Natural-language object grounding data
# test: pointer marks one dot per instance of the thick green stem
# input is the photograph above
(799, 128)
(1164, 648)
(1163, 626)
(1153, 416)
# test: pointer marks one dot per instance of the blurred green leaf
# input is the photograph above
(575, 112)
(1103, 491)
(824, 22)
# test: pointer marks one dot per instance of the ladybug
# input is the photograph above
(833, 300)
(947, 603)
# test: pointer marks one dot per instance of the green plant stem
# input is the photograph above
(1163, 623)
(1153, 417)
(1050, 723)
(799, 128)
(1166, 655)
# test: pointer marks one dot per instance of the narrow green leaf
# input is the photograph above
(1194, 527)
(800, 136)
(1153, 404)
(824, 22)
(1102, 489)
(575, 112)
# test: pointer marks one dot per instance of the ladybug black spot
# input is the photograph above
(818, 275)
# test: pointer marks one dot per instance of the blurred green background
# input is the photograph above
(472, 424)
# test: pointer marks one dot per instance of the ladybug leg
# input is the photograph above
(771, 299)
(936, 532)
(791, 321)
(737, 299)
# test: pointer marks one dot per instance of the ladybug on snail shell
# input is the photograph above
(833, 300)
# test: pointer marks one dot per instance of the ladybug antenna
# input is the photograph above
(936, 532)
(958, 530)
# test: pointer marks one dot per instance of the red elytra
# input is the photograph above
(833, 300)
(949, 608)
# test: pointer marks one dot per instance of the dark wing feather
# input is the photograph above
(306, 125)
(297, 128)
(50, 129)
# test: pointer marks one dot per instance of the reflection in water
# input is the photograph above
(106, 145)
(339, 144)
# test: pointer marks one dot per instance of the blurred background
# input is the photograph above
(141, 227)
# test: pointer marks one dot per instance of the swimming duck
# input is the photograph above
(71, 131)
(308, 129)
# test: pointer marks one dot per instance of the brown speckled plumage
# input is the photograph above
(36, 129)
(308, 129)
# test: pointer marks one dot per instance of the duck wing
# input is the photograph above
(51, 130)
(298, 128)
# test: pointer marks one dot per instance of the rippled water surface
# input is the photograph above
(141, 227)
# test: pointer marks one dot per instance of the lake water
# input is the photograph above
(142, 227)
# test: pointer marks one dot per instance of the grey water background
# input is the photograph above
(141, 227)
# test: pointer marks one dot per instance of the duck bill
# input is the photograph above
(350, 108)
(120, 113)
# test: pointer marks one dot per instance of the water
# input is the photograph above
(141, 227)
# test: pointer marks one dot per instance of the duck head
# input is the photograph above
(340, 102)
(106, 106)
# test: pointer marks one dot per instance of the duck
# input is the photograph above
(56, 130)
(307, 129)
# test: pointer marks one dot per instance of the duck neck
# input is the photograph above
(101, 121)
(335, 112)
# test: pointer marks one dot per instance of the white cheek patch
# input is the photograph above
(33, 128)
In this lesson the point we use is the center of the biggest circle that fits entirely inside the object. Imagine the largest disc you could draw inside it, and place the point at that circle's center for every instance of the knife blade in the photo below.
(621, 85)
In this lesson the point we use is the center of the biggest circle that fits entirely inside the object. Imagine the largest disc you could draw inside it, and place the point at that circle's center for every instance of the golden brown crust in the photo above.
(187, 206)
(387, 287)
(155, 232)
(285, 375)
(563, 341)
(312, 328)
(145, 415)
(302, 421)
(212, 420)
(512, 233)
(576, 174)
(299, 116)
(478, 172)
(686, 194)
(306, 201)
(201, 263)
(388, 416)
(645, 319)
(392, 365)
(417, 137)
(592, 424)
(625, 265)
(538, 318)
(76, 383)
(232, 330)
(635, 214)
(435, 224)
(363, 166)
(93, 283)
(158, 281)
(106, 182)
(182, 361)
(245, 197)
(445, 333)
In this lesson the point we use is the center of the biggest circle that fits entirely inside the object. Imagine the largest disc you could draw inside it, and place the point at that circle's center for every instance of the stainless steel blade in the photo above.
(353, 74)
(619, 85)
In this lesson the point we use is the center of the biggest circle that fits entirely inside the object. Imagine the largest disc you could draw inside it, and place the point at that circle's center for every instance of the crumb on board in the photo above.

> Exercise
Among the lines above, which ones include the word "stem"? Copy them.

> Written response
# test: pointer marks one dot per instance of the thick green stem
# test: pointer marks one dot per instance of the green plant stem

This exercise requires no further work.